DATA SUPPLIED
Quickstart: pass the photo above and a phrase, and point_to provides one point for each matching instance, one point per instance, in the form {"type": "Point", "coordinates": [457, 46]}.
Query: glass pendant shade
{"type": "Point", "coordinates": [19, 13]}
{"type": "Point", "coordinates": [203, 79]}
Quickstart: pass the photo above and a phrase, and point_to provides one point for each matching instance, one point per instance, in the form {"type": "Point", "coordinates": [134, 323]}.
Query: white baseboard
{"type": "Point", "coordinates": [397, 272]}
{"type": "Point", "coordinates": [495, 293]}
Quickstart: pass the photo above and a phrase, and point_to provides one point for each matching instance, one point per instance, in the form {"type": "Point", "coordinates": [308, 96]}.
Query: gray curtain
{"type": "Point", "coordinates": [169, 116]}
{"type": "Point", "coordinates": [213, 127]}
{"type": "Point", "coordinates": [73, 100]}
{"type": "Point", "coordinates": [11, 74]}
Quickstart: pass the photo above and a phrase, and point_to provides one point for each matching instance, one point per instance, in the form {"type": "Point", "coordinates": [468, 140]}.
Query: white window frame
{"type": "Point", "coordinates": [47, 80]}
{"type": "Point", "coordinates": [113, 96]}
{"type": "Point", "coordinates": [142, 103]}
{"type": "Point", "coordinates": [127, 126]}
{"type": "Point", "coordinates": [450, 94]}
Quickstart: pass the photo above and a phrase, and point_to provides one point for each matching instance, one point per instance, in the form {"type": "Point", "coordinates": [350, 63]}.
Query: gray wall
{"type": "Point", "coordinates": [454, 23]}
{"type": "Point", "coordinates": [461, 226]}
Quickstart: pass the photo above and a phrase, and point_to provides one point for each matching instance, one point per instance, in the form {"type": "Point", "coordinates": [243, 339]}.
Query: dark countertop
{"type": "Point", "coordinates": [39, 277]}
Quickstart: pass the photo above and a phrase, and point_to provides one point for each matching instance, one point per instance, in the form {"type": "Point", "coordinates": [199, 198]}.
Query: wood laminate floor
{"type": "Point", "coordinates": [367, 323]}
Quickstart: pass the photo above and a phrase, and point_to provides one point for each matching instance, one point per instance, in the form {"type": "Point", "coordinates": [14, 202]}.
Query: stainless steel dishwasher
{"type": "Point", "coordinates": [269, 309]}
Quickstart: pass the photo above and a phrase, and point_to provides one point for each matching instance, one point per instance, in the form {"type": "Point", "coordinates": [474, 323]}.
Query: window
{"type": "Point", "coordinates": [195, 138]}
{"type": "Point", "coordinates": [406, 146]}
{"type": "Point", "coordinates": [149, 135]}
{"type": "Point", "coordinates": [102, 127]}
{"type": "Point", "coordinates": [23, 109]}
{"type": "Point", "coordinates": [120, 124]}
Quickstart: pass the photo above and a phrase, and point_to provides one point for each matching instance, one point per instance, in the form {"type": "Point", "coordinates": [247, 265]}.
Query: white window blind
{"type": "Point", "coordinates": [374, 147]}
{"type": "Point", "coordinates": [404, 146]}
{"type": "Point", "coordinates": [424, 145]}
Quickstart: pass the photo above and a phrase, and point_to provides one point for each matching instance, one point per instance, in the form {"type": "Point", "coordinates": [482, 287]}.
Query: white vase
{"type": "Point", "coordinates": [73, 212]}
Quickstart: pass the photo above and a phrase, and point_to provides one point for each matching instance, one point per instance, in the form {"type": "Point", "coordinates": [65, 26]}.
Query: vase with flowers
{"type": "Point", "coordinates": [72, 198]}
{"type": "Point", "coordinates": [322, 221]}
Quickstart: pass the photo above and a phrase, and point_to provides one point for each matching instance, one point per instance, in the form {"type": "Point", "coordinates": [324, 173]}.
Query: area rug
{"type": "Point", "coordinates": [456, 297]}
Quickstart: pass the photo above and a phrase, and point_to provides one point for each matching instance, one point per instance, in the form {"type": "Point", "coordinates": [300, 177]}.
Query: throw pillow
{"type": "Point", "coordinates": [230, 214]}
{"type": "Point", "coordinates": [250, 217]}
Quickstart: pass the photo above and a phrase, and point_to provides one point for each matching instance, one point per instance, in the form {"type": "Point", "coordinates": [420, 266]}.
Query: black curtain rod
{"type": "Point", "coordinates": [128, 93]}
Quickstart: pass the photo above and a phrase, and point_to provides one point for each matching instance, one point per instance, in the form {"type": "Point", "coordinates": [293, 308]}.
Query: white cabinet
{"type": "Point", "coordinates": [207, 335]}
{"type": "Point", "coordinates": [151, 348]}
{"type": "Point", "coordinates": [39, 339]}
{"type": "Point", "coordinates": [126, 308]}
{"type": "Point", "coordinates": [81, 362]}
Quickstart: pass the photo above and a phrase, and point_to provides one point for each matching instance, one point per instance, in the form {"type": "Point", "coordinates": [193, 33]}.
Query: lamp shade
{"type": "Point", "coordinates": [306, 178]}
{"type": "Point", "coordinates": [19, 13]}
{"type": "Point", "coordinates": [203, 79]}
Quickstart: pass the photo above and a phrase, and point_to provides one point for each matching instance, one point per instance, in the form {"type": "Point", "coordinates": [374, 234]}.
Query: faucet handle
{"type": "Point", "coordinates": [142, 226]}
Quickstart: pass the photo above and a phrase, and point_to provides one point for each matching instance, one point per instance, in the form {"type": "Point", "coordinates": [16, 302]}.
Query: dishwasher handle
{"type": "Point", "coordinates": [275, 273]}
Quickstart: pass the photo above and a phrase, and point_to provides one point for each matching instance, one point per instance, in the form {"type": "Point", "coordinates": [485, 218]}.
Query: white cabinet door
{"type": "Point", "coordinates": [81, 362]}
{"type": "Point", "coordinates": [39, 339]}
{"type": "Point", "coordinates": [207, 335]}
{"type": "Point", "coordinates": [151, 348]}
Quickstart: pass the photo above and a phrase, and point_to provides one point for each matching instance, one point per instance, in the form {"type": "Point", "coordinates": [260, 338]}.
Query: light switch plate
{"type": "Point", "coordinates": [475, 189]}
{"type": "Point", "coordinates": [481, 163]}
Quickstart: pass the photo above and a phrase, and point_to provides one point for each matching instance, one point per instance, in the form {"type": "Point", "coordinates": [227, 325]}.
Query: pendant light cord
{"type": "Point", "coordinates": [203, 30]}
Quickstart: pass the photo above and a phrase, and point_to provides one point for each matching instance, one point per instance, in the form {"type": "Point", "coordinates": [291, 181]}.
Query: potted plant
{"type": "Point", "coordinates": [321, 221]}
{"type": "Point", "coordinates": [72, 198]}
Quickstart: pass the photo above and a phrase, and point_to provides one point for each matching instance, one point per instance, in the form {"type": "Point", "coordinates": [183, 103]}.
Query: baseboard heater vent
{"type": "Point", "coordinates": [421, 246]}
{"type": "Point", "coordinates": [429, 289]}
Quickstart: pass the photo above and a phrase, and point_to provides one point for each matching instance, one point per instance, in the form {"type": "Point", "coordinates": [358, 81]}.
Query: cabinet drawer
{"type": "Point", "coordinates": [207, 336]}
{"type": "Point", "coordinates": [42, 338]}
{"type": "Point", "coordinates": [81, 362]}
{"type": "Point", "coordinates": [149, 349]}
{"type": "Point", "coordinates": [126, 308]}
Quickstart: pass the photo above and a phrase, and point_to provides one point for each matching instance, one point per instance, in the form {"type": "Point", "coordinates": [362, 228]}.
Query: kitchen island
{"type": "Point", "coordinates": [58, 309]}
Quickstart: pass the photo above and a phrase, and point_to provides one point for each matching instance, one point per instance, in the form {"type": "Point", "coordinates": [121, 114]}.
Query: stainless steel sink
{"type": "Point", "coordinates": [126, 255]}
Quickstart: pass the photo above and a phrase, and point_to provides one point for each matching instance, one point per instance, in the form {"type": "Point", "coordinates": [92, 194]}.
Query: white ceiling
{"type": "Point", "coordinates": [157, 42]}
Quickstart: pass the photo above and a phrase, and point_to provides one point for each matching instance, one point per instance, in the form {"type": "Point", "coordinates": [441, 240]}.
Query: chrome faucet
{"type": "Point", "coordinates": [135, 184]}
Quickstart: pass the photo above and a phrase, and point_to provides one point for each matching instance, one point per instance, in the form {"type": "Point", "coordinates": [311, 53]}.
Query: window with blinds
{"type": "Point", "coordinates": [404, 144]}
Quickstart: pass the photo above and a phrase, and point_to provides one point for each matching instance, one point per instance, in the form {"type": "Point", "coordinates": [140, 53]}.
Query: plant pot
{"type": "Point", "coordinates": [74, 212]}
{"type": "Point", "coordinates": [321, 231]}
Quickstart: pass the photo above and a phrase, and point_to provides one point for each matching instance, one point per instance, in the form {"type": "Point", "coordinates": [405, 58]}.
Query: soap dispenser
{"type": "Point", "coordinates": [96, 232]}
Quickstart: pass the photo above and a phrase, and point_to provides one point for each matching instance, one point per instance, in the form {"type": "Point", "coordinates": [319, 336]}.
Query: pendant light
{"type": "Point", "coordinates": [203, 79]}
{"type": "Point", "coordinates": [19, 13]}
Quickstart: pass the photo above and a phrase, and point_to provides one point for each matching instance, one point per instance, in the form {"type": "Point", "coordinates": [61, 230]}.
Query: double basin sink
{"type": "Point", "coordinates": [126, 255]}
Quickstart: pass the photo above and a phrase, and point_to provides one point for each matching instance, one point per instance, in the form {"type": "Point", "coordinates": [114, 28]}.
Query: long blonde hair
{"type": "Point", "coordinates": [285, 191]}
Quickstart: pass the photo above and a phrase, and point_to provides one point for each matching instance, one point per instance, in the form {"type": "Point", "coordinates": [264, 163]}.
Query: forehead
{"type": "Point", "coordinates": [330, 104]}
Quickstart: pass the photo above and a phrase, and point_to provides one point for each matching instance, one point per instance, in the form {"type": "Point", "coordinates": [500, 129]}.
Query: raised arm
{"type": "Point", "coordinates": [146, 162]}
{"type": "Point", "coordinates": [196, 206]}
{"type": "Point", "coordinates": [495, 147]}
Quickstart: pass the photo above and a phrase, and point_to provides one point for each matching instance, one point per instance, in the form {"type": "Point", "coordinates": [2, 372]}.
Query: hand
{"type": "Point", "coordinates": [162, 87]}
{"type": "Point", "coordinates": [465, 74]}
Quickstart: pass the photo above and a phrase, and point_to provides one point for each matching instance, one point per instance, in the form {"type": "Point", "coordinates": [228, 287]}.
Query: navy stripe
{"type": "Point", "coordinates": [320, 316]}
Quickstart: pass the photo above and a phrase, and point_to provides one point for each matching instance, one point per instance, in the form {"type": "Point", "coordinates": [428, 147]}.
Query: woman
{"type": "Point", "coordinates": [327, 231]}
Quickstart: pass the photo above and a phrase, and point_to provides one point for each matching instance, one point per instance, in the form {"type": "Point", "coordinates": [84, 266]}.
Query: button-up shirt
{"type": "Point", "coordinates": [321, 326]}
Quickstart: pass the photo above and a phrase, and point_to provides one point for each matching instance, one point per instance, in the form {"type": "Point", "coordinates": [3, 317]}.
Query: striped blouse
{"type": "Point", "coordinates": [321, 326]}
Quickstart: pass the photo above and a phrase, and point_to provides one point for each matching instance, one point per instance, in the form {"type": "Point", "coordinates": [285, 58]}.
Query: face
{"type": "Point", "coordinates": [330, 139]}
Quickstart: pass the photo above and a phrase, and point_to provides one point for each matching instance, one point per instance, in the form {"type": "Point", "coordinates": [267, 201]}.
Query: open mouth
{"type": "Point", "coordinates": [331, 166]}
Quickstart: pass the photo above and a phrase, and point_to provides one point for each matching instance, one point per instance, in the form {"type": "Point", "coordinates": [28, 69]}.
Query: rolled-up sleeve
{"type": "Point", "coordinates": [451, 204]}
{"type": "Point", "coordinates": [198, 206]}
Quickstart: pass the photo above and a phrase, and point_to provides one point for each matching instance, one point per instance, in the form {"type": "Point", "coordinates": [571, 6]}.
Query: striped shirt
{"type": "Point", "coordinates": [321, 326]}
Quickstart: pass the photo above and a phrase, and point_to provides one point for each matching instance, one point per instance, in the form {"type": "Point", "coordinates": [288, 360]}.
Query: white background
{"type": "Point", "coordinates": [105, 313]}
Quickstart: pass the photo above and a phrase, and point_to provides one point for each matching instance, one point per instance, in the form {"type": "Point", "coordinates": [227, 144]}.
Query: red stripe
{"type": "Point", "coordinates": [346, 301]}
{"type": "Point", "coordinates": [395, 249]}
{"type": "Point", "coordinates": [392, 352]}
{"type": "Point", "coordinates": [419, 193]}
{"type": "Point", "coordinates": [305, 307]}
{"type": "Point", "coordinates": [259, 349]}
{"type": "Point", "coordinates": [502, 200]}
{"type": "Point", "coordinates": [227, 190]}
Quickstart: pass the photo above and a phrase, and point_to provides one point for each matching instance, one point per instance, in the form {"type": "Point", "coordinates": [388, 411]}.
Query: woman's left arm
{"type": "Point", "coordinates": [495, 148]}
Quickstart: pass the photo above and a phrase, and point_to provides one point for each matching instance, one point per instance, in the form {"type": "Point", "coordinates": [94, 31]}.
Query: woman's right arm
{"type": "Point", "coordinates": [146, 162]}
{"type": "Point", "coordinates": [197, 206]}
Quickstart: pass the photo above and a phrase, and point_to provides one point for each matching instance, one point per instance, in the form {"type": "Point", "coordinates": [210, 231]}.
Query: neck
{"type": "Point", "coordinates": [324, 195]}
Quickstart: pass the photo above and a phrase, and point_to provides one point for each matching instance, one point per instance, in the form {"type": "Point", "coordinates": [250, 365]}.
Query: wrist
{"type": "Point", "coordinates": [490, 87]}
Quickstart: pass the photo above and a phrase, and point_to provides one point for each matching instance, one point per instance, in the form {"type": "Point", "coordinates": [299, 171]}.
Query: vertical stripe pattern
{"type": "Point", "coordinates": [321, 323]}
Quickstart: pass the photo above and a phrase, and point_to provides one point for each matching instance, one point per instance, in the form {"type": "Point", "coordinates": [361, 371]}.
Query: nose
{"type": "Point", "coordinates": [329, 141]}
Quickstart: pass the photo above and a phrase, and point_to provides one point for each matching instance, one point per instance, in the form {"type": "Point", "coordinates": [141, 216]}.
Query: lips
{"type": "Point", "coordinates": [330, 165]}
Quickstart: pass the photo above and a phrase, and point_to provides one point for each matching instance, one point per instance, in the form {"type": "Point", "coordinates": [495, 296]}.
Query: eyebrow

ASSIGNMENT
Exactly the lines from the one containing "Query: nose" to the last line of the entries above must be duplicated, with both of those lines included and nothing more.

TASK OUTPUT
Query: nose
{"type": "Point", "coordinates": [329, 141]}
Quickstart: pass the photo above and a phrase, and point_to provides one point for each matching instance, one point per instance, in the form {"type": "Point", "coordinates": [141, 216]}.
Query: lips
{"type": "Point", "coordinates": [330, 165]}
Quickstart: pass the photo above and a phrase, and point_to provides one point for each matching instance, one point per instance, in the form {"type": "Point", "coordinates": [495, 296]}.
Query: eyebrow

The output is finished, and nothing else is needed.